TASKS TO COMPLETE:
1. Answer these questions about the make-up passage:
(a) Who is the make-up and hair designer?
(b) What books did she look at to get a feeling for the animals?
(c) What does Toad have on his face when he is the washerwoman?
2. Transcribe the make-up passage between "Make-up and hair" and "trying to create.", inclusive.

SELECTED PASSAGE:

———

Make-up and hair designer Penny Smith found that putting the whole look together was difficult: "We have to touch on the animal element so the audience can grasp who these people are and who they are trying to create.

"I looked at animal books to get a feeling for them and the cast also had a lot of input. To get that fine line between the animal and the human is tricky..."

Creating the look meant long sessions in make-up for the principal cast: "I tattooed Toad's head to resemble scales and put warts on his face. We also reconstructed the eyebrows; they had to be reapplied every day. It was quite simple but it has to be the same for continuity, which makes it a detailed job. When Toad is the washerwoman he has rouged cheeks, red lips and it's all a bit badly applied. It was great fun."

———

INFORMATION PROVIDED:
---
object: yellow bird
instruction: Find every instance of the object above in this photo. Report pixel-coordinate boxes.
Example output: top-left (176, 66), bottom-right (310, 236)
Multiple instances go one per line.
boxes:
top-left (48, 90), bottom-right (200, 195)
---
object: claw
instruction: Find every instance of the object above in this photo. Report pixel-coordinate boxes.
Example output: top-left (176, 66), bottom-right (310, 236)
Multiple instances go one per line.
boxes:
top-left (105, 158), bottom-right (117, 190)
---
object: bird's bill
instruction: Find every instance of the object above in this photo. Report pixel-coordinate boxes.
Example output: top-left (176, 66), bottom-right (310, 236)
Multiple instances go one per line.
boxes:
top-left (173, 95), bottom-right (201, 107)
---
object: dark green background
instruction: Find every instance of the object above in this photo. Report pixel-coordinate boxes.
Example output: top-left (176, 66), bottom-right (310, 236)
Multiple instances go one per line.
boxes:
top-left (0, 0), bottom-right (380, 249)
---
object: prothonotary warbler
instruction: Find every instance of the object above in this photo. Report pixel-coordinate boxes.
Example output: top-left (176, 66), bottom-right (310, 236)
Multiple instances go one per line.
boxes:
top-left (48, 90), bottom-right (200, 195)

———

SOLUTIONS BY TASK:
1.
(a) Penny Smith
(b) Animal books
(c) Rouged cheeks and red lips, all a bit badly applied

2.
Make-up and hair designer Penny Smith found that putting the whole look together was difficult: "We have to touch on the animal element so the audience can grasp who these people are and who they are trying to create.